§ Consegne:
**a)** In base all'estratto, per quale motivo gli artt. 6 e 7 della direttiva 93/13/CEE si oppongono alla normativa nazionale descritta nella massima?
**b)** Riproduci fedelmente la parte dell'estratto compresa tra "L’abusività delle clausole" e "vendita forzata (stragiudiziale)", estremi inclusi.
**c)** Elenca tutte le voci di sintesi che nell'intestazione dell'estratto sono separate da lineette, dalla voce "Contratti tra professionista e consumatore" fino a "Sussistenza".

L’abusività delle clausole di un finanziamento ipotecario a consumatore pregiudica l’aggiudicazione a terzi dell’abitazione a seguito di vendita forzata (stragiudiziale)
di Paolo Cagliari, Avvocato Scarica in PDFContratti tra professionista e consumatore – Ipoteca concessa sull’abitazione familiare – Esecuzione forzata stragiudiziale – Mancata sospensione – Aggiudicazione – Impossibilità per il consumatore di ottenere l’annullamento dell’aggiudicazione per l’esistenza di clausole abusive nel contratto posto a fondamento dell’esecuzione – Contrasto con la disciplina eurounitario a tutela del consumatore – Sussistenza
Massima: “Gli artt. 6 e 7 della direttiva 93/13/CEE del Consiglio del 5 aprile 1993 ostano a una normativa nazionale che consente che un’esecuzione forzata stragiudiziale di una garanzia ipotecaria concessa da un consumatore a favore di un creditore professionista su un bene immobile che costituisce l’abitazione familiare di tale consumatore prosegua, nonostante sia stata proposta a un giudice una domanda di provvedimenti provvisori diretta alla sospensione di tale esecuzione e di indizi concordanti in ordine all’eventuale presenza di una clausola potenzialmente abusiva nel contratto posto a fondamento di detta esecuzione, senza prevedere alcuna possibilità di ottenere in via giudiziaria la nullità della stessa esecuzione in ragione dell’esistenza di clausole abusive in tale contratto.”

§ Righe estratte:
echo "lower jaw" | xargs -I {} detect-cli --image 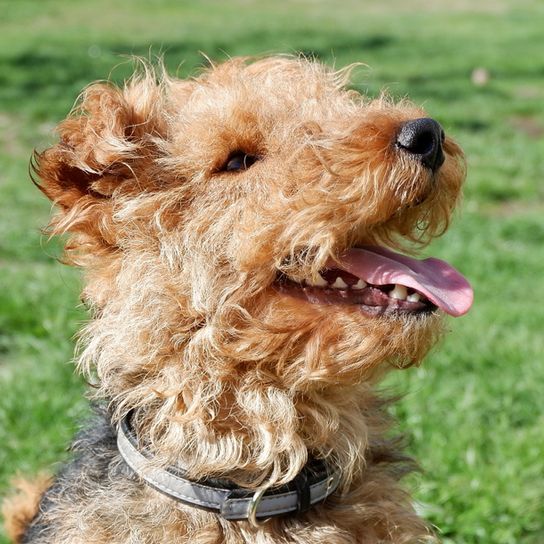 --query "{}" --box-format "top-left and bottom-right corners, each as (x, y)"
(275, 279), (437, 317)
==
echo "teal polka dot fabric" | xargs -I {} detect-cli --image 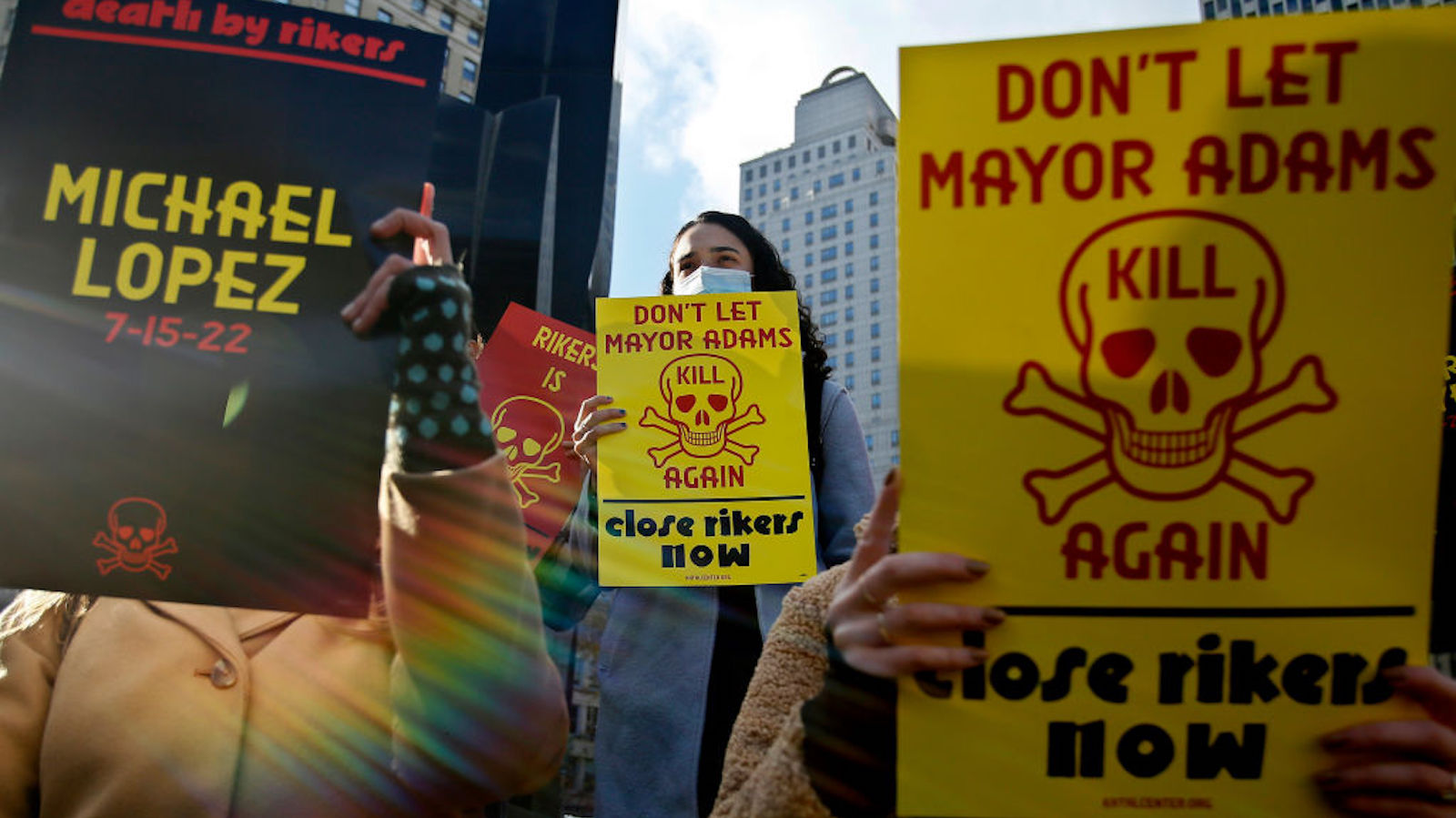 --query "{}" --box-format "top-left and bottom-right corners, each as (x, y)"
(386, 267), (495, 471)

§ Risultati dell'esercizio:
**a)** La normativa consente che l'esecuzione forzata stragiudiziale della garanzia ipotecaria sull'abitazione familiare del consumatore prosegua anche se è stata chiesta al giudice la sospensione e vi sono indizi concordanti di una clausola potenzialmente abusiva nel contratto. Inoltre non prevede alcuna possibilità di ottenere in via giudiziaria la nullità dell'esecuzione per l'esistenza di clausole abusive.

**b)**
L’abusività delle clausole di un finanziamento ipotecario a consumatore pregiudica l’aggiudicazione a terzi dell’abitazione a seguito di vendita forzata (stragiudiziale)

**c)**
- Contratti tra professionista e consumatore
- Ipoteca concessa sull'abitazione familiare
- Esecuzione forzata stragiudiziale
- Mancata sospensione
- Aggiudicazione
- Impossibilità per il consumatore di ottenere l'annullamento dell'aggiudicazione per l'esistenza di clausole abusive nel contratto posto a fondamento dell'esecuzione
- Contrasto con la disciplina eurounitario a tutela del consumatore
- Sussistenza